- _FRAGMENTO EXTRAÍDO_:
# # # # # # #
Hay jinetes de luz en la hora oscura
Juan Orellana | 11 de septiembre de 2020
Se cumplen cien años del nacimiento del cineasta cuyo tono desenfadado, fresco y aparentemente ligero envuelve cuestiones existenciales de hondura antropológica, tratadas con finura y sin asomo de pedante impostación.
Este año se cumple el primer centenario del nacimiento de Maurice Schérer, conocido por su seudónimo Éric Rohmer (1920-2010), un cineasta parisino que realizó un cine marcadamente personal, a la vez que inconfundiblemente francés. Una de sus señas de identidad es el carácter humanista de sus obras. ¿En qué sentido humanista? Por un lado, porque el centro absoluto de su puesta en escena son sus personajes. Todos los aspectos de la escenografía giran en torno a ellos.
# # # # # # #
- _DATOS PROPORCIONADOS_:

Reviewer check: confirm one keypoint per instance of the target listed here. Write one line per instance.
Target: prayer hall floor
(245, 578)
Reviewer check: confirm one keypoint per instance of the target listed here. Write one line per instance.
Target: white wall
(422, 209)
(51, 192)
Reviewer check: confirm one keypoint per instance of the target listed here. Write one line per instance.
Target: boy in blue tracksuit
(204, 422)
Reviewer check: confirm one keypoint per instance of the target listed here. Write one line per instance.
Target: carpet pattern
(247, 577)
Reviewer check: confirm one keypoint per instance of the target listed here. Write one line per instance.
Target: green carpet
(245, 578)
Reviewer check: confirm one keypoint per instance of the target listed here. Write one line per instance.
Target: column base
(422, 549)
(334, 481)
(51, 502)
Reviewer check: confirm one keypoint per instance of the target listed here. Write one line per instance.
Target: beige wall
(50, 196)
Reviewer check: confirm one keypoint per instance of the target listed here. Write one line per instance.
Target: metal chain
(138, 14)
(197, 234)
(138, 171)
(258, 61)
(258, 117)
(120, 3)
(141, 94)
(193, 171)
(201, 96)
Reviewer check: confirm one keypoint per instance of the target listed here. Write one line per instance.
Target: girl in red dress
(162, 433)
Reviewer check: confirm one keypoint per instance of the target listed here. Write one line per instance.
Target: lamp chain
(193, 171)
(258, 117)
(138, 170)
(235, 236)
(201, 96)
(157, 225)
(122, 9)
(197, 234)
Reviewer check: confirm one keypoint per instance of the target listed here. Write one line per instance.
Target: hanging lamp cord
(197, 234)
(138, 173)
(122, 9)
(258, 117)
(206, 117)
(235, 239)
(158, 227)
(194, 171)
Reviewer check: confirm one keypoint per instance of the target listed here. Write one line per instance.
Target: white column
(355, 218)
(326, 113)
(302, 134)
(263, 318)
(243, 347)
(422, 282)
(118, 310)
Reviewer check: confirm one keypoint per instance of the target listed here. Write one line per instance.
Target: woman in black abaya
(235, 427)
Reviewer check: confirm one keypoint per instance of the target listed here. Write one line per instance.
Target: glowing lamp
# # # # # # #
- _TAREAS POR REALIZAR_:
**a.** Reproduce el tramo del artículo sobre Éric Rohmer que va de "Hay jinetes de" a "de pedante impostación." y reemplaza "cineasta" por "director".
**b.** Responde estas preguntas según el artículo sobre Éric Rohmer:
(i) ¿Cuál era el nombre real de Éric Rohmer?
(ii) ¿En qué fecha se publicó el artículo?
(iii) ¿Qué constituye el centro absoluto de la puesta en escena de sus obras?
**c.** Escribe la continuación del artículo sobre Éric Rohmer a partir de su última oración.
Las filas no hacen falta para resolver ninguna tarea.

- _RESULTADOS POR TAREA_:
**a.**
Hay jinetes de luz en la hora oscura
Juan Orellana | 11 de septiembre de 2020
Se cumplen cien años del nacimiento del director cuyo tono desenfadado, fresco y aparentemente ligero envuelve cuestiones existenciales de hondura antropológica, tratadas con finura y sin asomo de pedante impostación.

**b.**
(i) Maurice Schérer.
(ii) El 11 de septiembre de 2020.
(iii) Sus personajes.

**c.**
A Éric Rohmer no le seducen localizaciones asombrosas, paisajes subyugadores, encuadres virtuosos o iluminaciones deslumbrantes. Le interesa exclusivamente lo que hacen sus personajes, lo que les pasa, lo que dicen… Y el resto está completamente supeditado a ellos, a la exposición lo más precisa posible de su drama humano. Pero Rohmer es humanista también en otro sentido, más profundo, y que se refiere a la perspectiva moral de sus historias. Moral no en un sentido pacato, moralista, prescriptor de las buenas costumbres, sino en su permanente atención crítica a las consecuencias de los actos humanos. Al espectador se le ponen delante historias humanas complejas que lo obligan a un continuo posicionamiento. Los personajes toman decisiones, casi siempre en el ámbito sentimental -algo muy del cine francés- que obligan a otros personajes a tomar las suyas propias, derivándose una serie de consecuencias con las que todos tienen que hacer cuentas, incluido el público.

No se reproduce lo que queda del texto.